Input:

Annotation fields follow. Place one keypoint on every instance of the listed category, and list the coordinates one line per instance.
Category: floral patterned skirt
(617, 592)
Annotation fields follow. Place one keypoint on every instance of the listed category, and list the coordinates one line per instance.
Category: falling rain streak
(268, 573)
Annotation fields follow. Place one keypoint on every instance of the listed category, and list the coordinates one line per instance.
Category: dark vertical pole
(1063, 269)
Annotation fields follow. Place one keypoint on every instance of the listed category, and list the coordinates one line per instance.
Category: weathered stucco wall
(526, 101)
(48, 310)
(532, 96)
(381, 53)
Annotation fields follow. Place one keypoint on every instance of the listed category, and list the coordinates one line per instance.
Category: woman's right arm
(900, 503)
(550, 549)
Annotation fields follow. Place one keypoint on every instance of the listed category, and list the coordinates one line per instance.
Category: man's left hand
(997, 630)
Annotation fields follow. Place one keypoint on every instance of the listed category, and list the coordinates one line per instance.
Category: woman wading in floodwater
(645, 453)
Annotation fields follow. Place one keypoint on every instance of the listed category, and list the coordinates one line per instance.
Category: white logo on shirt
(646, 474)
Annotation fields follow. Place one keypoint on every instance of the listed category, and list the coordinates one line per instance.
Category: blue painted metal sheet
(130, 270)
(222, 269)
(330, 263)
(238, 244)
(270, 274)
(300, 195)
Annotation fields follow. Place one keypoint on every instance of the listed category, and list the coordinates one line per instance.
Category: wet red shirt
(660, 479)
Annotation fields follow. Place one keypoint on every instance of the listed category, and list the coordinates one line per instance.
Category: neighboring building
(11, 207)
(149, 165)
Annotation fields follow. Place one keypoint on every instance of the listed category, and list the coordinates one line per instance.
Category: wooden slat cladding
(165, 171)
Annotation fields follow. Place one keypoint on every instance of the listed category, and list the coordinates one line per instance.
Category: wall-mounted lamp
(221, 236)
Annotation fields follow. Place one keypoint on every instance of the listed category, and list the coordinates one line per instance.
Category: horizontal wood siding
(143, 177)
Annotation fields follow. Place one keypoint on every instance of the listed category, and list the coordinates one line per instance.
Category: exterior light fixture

Your instructions: Please return the data above exactly as given.

Answer for this exercise:
Annotation fields follow. Place one keypoint on every instance of the listed category, and list the coordinates one line per instance.
Category: floral patterned skirt
(617, 592)
Annotation fields follow. Place one keypoint on every instance of the listed category, and list the coordinates one line per instance.
Category: falling rain streak
(268, 573)
Annotation fields follow. Place one keypoint on every instance of the listed category, and list the coordinates one line per instance.
Category: dark vertical pole
(1063, 269)
Annotation fields follow. Place one keypoint on every instance of the listed category, and list the coordinates one line per instance.
Category: weathered stucco wall
(526, 101)
(48, 310)
(532, 96)
(381, 53)
Annotation fields follow. Place one keypoint on every instance of the listed category, and list the coordinates one line per instance.
Category: woman's right arm
(900, 503)
(550, 549)
Annotation fields follow. Place one keypoint on every instance of the listed category, and list the coordinates one line per instance.
Category: man's left hand
(997, 630)
Annotation fields follow. Place one keypoint on every instance of the listed category, and list the coordinates one line per instance.
Category: woman wading in floodwater
(645, 453)
Annotation fields follow. Place one keypoint on every instance of the listed category, and list the coordinates one line per instance.
Category: white logo on shirt
(646, 474)
Annotation fields follow. Place one keypoint on every instance of the listed category, and list the coordinates one line per instance.
Category: blue painted metal sheet
(130, 270)
(222, 269)
(330, 263)
(238, 244)
(270, 274)
(300, 195)
Annotation fields follow. Place one keypoint on every instance of the listed category, and list the coordinates one line per instance.
Category: wet red shirt
(660, 479)
Annotation fields follow. Place one keypoint on every instance of the listed category, and list the coordinates one line per instance.
Category: neighboring building
(11, 207)
(149, 165)
Annotation fields follow. Place one keypoint on every instance of the listed category, and list the coordinates one line per instance.
Category: wooden slat cladding
(165, 171)
Annotation fields follow. Place one keypoint on every instance of the listed category, and list the coordinates one line per instance.
Category: wall-mounted lamp
(221, 236)
Annotation fields follow. Place one keypoint on every instance of the listed category, and list the coordinates one line per instance.
Category: horizontal wood siding
(143, 177)
Annotation fields follow. Place one keypoint on every instance of the listed category, and list the coordinates one line per instance.
Category: exterior light fixture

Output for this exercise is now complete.